=== READING TEXT ===

The model of phenazine nucleates is offered to explain the various supramolecular nanostructures produced by PANI. It is proposed that the hydrophobic nucleates randomly aggregate in the aqueous phase or become organized to form one-dimensional stacks stabilized by π–π interactions. This step is followed by the growth of PANI chains from the self-assembled nucleates. The evolution of the nanostructures is conveniently observed by the combination of microscopic and spectroscopic techniques. The random agglomeration of nucleates gives rise to PANI granules and regular self-assembly into stacks subsequently leads to PANI nanofibers. The growth of other nanostructures requires a starting template. A model of a flowing template combined with a helical nanotubular growth is proposed to account for the formation of nanotubes, monomer droplets serve as templates for microspheres. The detailed chemical structure of nucleates has still to be elucidated.

=== MATERIAL FOR THE TASK ===

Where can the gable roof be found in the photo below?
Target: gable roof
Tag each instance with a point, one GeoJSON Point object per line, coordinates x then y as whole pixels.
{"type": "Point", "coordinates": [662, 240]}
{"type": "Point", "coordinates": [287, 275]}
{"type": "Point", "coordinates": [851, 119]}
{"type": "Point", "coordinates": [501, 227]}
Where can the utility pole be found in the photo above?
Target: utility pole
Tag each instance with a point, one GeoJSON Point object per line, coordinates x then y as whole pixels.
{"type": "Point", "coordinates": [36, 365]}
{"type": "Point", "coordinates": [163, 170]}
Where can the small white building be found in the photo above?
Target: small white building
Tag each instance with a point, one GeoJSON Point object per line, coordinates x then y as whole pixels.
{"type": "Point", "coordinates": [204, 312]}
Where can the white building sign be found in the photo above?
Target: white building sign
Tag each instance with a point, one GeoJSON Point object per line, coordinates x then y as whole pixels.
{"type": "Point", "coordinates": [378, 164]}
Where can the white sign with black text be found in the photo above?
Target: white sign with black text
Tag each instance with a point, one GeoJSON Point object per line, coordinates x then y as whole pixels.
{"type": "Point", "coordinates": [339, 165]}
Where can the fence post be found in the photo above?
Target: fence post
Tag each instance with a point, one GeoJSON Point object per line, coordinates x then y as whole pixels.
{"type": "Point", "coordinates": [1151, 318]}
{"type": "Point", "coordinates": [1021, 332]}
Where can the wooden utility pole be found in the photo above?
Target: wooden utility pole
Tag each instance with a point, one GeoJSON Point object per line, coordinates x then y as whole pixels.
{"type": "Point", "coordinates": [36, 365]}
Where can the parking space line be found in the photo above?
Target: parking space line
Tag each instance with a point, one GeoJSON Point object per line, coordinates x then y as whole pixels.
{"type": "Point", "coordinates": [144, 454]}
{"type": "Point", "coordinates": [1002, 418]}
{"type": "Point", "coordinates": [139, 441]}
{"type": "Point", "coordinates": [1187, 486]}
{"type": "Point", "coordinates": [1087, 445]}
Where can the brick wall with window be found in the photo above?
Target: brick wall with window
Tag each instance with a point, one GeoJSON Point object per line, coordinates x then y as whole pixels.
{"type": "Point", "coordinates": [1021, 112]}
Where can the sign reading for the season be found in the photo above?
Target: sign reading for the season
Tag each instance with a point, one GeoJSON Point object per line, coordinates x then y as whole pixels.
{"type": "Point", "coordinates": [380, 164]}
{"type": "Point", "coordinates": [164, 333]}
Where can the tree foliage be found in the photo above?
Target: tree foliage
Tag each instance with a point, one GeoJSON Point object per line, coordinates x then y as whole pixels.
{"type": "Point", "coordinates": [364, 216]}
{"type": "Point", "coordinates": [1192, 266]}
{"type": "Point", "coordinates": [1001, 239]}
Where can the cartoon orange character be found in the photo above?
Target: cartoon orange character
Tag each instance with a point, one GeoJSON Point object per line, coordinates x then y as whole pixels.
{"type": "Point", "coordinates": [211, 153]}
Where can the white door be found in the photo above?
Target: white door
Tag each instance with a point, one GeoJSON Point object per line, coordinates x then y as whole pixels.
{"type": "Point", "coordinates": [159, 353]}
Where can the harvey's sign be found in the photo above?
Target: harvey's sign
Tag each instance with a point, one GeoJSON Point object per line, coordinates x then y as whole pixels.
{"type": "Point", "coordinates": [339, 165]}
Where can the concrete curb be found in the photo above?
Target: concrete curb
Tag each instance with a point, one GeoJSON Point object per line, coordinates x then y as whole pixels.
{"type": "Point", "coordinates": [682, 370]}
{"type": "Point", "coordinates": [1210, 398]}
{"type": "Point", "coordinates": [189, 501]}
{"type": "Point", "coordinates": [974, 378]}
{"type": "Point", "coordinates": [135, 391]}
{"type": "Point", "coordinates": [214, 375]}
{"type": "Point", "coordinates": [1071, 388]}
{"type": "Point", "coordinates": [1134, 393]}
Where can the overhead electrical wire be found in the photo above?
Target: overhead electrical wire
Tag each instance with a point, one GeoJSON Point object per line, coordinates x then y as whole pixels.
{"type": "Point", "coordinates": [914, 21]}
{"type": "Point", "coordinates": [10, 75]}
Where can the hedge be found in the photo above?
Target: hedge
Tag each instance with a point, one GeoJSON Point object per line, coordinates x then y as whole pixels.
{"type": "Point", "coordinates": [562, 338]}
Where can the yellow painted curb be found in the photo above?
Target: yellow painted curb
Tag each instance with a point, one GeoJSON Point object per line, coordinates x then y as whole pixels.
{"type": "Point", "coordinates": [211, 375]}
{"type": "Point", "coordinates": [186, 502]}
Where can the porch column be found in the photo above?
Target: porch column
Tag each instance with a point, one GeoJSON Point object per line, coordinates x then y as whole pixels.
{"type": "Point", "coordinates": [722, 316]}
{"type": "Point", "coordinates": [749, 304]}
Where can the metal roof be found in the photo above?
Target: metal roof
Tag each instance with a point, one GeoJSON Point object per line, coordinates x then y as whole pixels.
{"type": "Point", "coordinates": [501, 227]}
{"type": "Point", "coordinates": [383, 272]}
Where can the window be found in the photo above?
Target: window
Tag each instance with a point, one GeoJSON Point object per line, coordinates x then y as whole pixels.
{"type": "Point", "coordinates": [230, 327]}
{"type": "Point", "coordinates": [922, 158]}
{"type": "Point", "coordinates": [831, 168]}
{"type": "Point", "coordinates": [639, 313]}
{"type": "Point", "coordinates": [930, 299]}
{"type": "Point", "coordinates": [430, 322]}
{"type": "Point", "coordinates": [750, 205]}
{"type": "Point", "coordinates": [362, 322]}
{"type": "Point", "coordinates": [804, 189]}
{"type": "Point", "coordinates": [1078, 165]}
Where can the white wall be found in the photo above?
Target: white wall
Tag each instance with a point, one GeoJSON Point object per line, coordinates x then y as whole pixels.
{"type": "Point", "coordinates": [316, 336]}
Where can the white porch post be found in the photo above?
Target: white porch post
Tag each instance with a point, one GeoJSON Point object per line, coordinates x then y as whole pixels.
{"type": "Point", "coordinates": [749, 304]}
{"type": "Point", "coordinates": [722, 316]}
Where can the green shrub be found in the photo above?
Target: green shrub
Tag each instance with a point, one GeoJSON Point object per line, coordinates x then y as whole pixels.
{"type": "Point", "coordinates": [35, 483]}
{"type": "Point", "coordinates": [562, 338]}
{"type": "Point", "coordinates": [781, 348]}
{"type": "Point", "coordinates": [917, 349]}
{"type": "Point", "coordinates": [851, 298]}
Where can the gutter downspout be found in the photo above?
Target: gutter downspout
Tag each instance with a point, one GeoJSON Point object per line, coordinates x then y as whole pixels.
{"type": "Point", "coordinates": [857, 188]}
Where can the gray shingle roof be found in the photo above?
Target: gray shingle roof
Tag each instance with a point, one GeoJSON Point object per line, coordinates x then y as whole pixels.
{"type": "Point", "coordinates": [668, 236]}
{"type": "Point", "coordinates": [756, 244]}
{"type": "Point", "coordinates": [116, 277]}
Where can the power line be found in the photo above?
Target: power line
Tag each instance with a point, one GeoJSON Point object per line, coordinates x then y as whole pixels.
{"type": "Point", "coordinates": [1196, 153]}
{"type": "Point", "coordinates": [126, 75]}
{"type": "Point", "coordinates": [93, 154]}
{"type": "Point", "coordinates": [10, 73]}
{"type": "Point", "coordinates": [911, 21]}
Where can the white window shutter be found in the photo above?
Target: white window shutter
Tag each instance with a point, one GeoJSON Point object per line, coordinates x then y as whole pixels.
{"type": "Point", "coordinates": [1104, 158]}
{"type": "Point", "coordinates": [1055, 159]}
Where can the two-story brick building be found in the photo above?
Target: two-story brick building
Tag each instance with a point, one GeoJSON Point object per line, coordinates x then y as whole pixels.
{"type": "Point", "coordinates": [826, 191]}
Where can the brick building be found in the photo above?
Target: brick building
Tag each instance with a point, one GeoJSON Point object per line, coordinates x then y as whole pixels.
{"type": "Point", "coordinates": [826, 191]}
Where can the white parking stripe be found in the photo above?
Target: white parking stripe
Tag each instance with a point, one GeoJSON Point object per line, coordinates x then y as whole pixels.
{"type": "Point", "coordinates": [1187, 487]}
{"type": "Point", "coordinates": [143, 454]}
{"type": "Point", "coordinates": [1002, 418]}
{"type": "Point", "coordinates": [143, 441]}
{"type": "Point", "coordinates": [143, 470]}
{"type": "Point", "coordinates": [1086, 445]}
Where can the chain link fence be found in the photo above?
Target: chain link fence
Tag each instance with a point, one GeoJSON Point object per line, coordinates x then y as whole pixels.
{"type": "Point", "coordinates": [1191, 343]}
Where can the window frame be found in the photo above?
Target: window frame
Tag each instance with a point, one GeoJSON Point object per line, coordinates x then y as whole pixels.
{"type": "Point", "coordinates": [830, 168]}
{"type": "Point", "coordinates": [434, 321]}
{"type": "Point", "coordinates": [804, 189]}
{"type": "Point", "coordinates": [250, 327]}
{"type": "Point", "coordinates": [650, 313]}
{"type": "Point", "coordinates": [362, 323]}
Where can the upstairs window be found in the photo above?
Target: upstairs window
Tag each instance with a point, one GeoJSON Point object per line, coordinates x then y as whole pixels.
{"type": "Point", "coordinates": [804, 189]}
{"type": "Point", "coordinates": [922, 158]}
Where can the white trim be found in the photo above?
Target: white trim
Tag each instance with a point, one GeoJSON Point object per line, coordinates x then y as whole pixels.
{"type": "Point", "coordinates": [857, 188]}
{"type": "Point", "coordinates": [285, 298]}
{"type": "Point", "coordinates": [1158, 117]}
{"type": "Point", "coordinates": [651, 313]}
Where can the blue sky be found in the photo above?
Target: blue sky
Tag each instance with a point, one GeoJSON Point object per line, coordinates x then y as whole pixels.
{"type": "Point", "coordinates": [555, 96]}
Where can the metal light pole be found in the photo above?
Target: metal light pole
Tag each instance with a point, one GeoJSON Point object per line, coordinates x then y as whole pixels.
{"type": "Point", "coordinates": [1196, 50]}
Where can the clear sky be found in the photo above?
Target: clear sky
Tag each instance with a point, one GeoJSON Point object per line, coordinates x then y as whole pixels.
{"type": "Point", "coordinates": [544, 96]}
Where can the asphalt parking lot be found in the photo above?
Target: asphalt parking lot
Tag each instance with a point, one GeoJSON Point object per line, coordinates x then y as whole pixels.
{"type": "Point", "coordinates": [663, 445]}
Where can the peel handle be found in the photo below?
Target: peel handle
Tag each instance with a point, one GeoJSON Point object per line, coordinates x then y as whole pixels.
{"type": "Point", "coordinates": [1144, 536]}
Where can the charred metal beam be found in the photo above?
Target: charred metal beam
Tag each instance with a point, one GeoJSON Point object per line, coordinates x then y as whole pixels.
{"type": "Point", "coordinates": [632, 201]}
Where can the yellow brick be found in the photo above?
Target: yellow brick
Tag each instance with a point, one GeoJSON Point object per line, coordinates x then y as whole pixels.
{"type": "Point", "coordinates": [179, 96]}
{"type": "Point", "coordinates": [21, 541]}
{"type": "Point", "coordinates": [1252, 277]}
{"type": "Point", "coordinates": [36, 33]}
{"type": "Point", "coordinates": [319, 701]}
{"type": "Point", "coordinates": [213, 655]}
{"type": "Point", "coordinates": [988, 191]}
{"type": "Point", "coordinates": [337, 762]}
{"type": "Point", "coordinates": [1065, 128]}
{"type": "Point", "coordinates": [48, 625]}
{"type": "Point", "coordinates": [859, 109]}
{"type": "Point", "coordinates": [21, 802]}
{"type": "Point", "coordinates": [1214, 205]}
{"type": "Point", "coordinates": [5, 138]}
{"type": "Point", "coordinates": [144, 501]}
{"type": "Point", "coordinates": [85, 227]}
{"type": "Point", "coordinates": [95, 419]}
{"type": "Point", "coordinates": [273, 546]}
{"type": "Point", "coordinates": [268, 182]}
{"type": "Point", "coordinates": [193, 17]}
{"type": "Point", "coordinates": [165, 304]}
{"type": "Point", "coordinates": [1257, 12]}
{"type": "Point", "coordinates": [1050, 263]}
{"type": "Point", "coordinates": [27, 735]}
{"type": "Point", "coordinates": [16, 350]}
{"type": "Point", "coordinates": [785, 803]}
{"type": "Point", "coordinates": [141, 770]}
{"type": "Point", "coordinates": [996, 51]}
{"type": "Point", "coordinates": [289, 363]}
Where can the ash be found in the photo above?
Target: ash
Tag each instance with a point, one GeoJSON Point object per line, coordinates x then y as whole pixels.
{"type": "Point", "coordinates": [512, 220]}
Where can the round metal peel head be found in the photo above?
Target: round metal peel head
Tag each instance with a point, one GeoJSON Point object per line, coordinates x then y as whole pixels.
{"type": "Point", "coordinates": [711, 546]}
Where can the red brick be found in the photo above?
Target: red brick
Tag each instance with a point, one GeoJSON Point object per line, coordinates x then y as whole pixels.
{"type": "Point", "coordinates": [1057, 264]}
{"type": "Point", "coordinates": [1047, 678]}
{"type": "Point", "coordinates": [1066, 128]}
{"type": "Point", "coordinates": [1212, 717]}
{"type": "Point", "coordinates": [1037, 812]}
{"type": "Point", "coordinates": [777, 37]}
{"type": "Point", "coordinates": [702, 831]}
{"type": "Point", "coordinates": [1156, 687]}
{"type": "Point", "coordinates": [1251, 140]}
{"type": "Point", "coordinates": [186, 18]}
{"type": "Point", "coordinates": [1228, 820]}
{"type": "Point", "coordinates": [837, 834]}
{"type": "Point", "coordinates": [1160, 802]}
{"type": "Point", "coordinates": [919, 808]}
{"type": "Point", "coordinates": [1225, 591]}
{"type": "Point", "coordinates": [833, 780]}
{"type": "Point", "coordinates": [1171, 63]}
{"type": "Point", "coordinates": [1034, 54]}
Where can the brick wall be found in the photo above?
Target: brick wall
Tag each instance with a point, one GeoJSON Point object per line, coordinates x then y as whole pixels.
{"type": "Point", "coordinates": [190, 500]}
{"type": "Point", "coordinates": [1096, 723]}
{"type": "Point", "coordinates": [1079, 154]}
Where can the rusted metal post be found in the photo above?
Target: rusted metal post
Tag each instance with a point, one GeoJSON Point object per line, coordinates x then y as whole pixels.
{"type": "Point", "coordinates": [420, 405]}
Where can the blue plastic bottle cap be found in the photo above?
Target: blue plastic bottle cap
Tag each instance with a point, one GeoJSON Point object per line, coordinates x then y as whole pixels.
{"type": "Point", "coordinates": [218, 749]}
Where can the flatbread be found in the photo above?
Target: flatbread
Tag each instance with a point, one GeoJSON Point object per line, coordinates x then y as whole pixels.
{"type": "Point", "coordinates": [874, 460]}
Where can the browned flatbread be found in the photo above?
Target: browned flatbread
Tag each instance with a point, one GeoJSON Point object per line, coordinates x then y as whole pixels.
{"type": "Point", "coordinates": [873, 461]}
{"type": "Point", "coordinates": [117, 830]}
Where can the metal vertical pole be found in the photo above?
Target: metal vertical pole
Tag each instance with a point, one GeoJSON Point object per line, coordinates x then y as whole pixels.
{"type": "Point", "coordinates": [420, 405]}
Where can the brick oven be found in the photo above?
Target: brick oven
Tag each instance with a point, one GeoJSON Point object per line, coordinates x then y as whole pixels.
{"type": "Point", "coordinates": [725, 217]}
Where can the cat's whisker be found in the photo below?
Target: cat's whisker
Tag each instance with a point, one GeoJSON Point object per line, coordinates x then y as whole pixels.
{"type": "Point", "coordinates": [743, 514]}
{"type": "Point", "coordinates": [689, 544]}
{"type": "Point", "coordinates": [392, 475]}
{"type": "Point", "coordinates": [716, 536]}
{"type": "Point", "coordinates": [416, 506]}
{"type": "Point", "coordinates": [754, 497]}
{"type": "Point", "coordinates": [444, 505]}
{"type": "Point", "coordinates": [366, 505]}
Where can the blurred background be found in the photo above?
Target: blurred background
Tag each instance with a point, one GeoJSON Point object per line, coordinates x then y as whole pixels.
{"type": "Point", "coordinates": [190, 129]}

===

WORK INSTRUCTIONS:
a: Count the lines of the records that contain the string "upstairs", and give only that number.
b: Write a continuation of the passage on PANI nanostructures, starting after its final sentence.
The text and the records were taken from unrelated sources.

ANSWER SET:
a: 2

b:
The nucleates adsorb and self-assemble along various interfaces giving subsequently rise to additional conducting polymer morphologies. The adsorption of nucleates at solid surfaces immersed in the reaction mixture leads to PANI nanofilms or coatings of various substrates. The competition between nucleate adsorption and nucleate self-assembly may lead to more complex morphologies combining one-dimensional and three-dimensional features, such as nanobrushes, hairy spheres,
etc. The control of nucleates self-assembly and of PANI growth, the involvement of various interfaces in this process, and the role of PANI conductivity are discussed.
The nanostructures produced by other conducting polymers, especially by substituted PANI, polypyrrole, or poly(3,4-ethylenedioxythiophene) are also considered. Two potential extensions to the preparation of related materials, such as nitrogen-containing carbonized PANI nanostructures or the composites of conducting polymers with noble metals are outlined. The present review accounts for the latest development in the realm of PANI nanostructures in past few years and provides an upgrade in the models proposed for their formation.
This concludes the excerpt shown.